# Parts of the exercise
a - Could you quote the part of the rolling-sphere solution that opens with the words containing "A solid sphere" and closes with "of the board?"?
b - How would the rolling-sphere solution go on from its last sentence? Extend it from there.

begin Given passage

A solid sphere is released from rest and allowed to roll down a board that has one end resting on the floor and is tilted at \(30^{\circ}\) with respect to the horizontal. If the sphere is released from a height of \(60 \mathrm{cm}\) above the floor, what is the sphere's speed when it reaches the lowest end of the board?

Short Answer

Expert verified
Answer: The sphere's speed when it reaches the lowest end of the board is approximately \(2.45 \thinspace \mathrm{m/s}\).

Step by step solution

01

Finding the distance traveled along the board

We can find the distance traveled, denoted as 'd', with the help of trigonometry. Since we know the angle \(\theta = 30^{\circ}\) and the height \(h = 60 \thinspace \mathrm{cm}\), we can use the sine function to find 'd': \(\sin\theta = \frac{h}{d}\) Now we need to find 'd': \(d = \frac{h}{\sin\theta}\)
02

Converting height to meters

To keep the units consistent and SI, we need to convert the height to meters: \(h = 60 \thinspace \mathrm{cm} * \frac{1 \thinspace \mathrm{meter}}{100 \thinspace \mathrm{cm}} = 0.6 \thinspace \mathrm{m}\)

end Given passage
begin Raw data

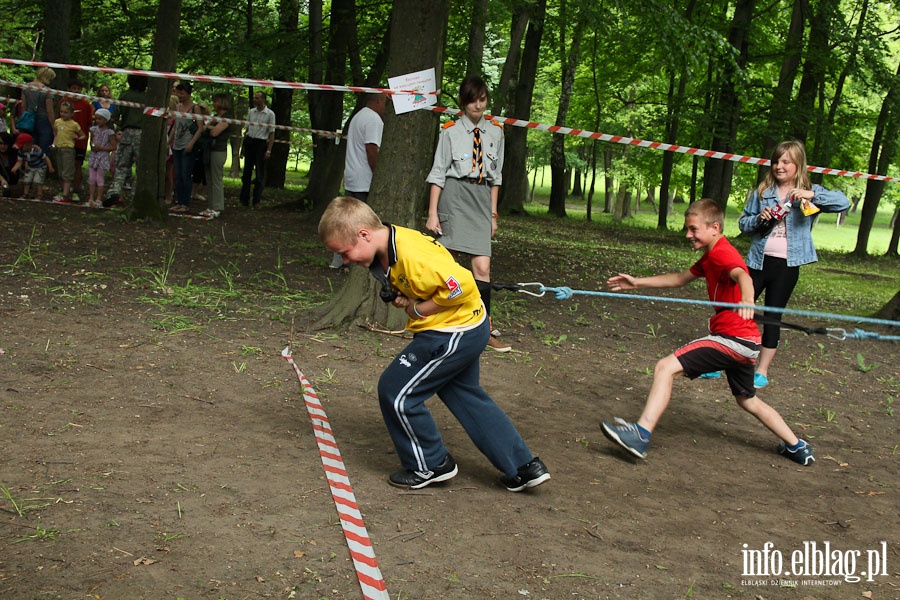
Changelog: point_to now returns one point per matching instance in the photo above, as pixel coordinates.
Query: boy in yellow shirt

end Raw data

# Answers
a -
A solid sphere is released from rest and allowed to roll down a board that has one end resting on the floor and is tilted at \(30^{\circ}\) with respect to the horizontal. If the sphere is released from a height of \(60 \mathrm{cm}\) above the floor, what is the sphere's speed when it reaches the lowest end of the board?

b -
03

Calculate the distance 'd'

Now we can plug in the values of \(h\) and \(\theta\) to find 'd': \(d = \frac{0.6 \thinspace \mathrm{m}}{\sin{30^{\circ}}}=1.2 \thinspace \mathrm{m}\)
04

Apply conservation of energy

The sum of the kinetic and potential energies of the sphere remains constant throughout its motion. At the top, the sphere has potential energy, and at the bottom, it has kinetic energy (the rolling kinetic energy includes the linear and rotational kinetic energy). At the top: \(E_\text{potential} = mgh\) At the bottom: \(E_\text{linear} = \frac{1}{2}mv^2\) \(E_\text{rotational} = \frac{2}{5}mv^2\) (Since a solid sphere has moment of inertia \(\frac{2}{5}mr^2\)) Now we equate the potential energy at the top with the sum of the linear and rotational kinetic energies at the bottom \(mgh = \frac{1}{2}mv^2 + \frac{2}{5}mv^2\)
05

Solve for the sphere's speed v

We can simplify the equation by dividing both sides by \(m\) and combining the terms for \(v^2\): \(gh = (\frac{1}{2} + \frac{2}{5})v^2\) We can now solve for \(v^2\): \(v^2 = \frac{gh}{(\frac{1}{2} + \frac{2}{5})}\) And finally, we take the square root to find 'v': \(v = \sqrt{\frac{gh}{(\frac{1}{2} + \frac{2}{5})}}\)
06

Final calculation

Plug in the values for \(g = 9.81 \thinspace \mathrm{m/s^2}\) and \(h = 0.6 \thinspace \mathrm{m}\) to calculate the speed of the sphere when it reaches the bottom: \(v = \sqrt{\frac{(9.81 \thinspace \mathrm{m/s^2})(0.6 \thinspace \mathrm{m})}{(\frac{1}{2} + \frac{2}{5})}} \approx 2.45 \thinspace \mathrm{m/s}\) Therefore, the sphere's speed when it reaches the lowest end of the board is approximately \(2.45 \thinspace \mathrm{m/s}\).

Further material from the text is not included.